::: MATERIAL SHOWN

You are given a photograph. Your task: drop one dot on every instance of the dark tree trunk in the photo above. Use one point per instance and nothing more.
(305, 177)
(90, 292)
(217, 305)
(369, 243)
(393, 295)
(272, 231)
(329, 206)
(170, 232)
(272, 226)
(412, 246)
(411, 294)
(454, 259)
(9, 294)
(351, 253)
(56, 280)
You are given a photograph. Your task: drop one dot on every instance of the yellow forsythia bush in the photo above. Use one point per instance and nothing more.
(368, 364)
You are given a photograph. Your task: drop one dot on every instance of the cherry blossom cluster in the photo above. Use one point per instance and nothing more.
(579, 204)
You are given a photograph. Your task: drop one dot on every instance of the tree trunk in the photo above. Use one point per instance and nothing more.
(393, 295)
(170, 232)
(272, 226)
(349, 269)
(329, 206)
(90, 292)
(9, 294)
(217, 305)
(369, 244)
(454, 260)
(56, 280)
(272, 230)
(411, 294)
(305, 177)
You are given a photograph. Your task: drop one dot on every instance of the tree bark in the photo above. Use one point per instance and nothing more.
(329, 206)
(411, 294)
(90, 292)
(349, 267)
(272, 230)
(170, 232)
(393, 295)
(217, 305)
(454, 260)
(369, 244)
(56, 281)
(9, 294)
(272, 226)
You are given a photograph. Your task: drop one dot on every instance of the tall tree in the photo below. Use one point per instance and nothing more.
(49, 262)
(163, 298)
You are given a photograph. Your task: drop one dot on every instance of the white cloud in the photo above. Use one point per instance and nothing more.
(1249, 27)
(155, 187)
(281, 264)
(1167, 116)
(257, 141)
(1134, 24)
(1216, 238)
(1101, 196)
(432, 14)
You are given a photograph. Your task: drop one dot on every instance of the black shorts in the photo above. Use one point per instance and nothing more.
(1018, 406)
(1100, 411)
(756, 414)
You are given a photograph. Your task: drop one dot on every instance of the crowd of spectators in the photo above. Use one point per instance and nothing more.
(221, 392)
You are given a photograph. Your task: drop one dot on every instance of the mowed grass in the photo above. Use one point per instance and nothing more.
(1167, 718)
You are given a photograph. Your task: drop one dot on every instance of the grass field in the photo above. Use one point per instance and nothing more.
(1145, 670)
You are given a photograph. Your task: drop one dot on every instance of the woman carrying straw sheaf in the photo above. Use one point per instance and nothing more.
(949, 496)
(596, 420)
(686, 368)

::::::

▶ INSTRUCTIONS FOR THE TASK:
Return word for word the lines of the data from the line containing "of the mowed" through the last line of the data, inclusive.

▶ EXERCISE OUTPUT:
You are given a photograph. Your task: drop one dot on every instance of the mowed grass in the photo above. Use one point per instance and nothing more.
(1167, 718)
You are given a photograph. Your task: drop one dot on every instance of the grass field in the photo above. Use one point per instance and nothing more.
(1145, 670)
You are given a photograph. Your task: drop one dot on every instance of the woman carrying straw sheaf in the photo above. Use one point per instance and nothing more.
(949, 496)
(596, 420)
(686, 368)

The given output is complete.